# New Connecticut Rail Cars



## MrFSS (Feb 26, 2008)

Governor M. Jodi Rell unveiled the exterior design and the interior features of the new M-8 rail cars for the New Haven Line commuter train fleet. The Connecticut Department of Transportation (DOT) and Metro North Railroad (MNR) have been working with Kawasaki Rail Car, Inc., over the past several months to finalize designs and begin engineering of the new fleet. Continued progress on the state-of-the-art replacement rail cars are a major component of the Governor’s 2005 transportation initiative to revitalize Connecticut’s commuter services.

*Story Here*


----------



## Green Maned Lion (Feb 26, 2008)

What is this going to do for the bar cars?


----------



## sechs (Feb 26, 2008)

Eliminate them?


----------



## Dutchrailnut (Feb 26, 2008)

18 Bar cars are in last batch order, they will be painted different for easy recognition, but won't be deliverd till 2011


----------



## AlanB (Feb 26, 2008)

Dutchrailnut said:


> 18 Bar cars are in last batch order, they will be painted different for easy recognition, but won't be deliverd till 2011


And they'll be the best cars, bar none. :lol: :lol: :lol:


----------



## Green Maned Lion (Feb 27, 2008)

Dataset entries

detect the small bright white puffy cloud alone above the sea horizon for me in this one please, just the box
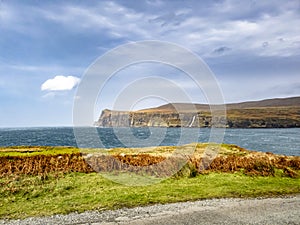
[41,76,80,91]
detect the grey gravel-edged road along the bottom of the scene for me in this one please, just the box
[0,195,300,225]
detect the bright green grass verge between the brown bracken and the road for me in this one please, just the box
[0,173,300,219]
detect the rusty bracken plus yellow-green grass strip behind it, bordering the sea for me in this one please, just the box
[0,143,300,178]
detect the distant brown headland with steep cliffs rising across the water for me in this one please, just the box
[95,97,300,128]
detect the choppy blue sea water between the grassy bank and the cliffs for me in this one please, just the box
[0,127,300,156]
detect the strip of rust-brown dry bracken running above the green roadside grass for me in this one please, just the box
[0,152,300,177]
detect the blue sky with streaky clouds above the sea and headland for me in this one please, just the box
[0,0,300,127]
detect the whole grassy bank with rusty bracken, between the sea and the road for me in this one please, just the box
[0,144,300,219]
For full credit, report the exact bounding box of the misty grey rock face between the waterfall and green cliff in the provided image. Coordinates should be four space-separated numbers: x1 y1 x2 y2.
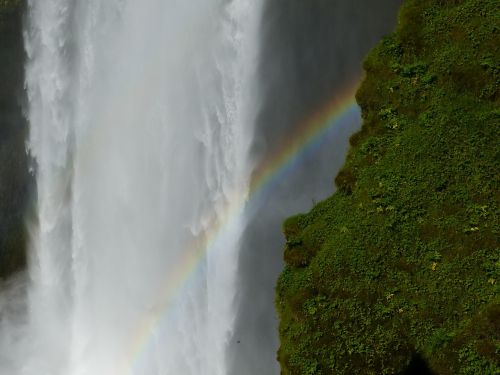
230 0 402 375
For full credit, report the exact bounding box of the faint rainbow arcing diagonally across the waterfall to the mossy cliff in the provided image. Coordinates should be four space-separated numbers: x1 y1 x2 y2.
117 79 359 375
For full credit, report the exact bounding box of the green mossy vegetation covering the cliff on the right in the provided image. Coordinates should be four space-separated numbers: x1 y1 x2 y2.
276 0 500 375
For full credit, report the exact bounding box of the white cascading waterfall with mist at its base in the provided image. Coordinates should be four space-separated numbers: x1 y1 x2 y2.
0 0 260 375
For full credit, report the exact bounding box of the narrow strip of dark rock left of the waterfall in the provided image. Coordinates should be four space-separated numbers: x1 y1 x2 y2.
0 2 30 278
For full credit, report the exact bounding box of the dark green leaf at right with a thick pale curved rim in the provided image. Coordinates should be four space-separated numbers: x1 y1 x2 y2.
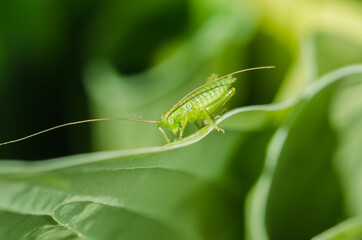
247 65 362 240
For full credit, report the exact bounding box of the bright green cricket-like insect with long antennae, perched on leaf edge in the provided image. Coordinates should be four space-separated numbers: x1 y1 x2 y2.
0 66 274 146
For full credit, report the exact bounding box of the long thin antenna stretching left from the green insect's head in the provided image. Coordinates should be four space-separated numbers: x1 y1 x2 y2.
0 118 159 146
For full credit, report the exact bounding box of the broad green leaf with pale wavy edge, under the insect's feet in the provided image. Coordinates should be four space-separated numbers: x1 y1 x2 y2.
0 66 362 239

▶ What you will do
Please quote the rail car thread word for word, from "## MrFSS (Feb" up to and including "Connecticut’s commuter services.". This material was taken from a separate source.

▶ Result of the task
## MrFSS (Feb 26, 2008)

Governor M. Jodi Rell unveiled the exterior design and the interior features of the new M-8 rail cars for the New Haven Line commuter train fleet. The Connecticut Department of Transportation (DOT) and Metro North Railroad (MNR) have been working with Kawasaki Rail Car, Inc., over the past several months to finalize designs and begin engineering of the new fleet. Continued progress on the state-of-the-art replacement rail cars are a major component of the Governor’s 2005 transportation initiative to revitalize Connecticut’s commuter services.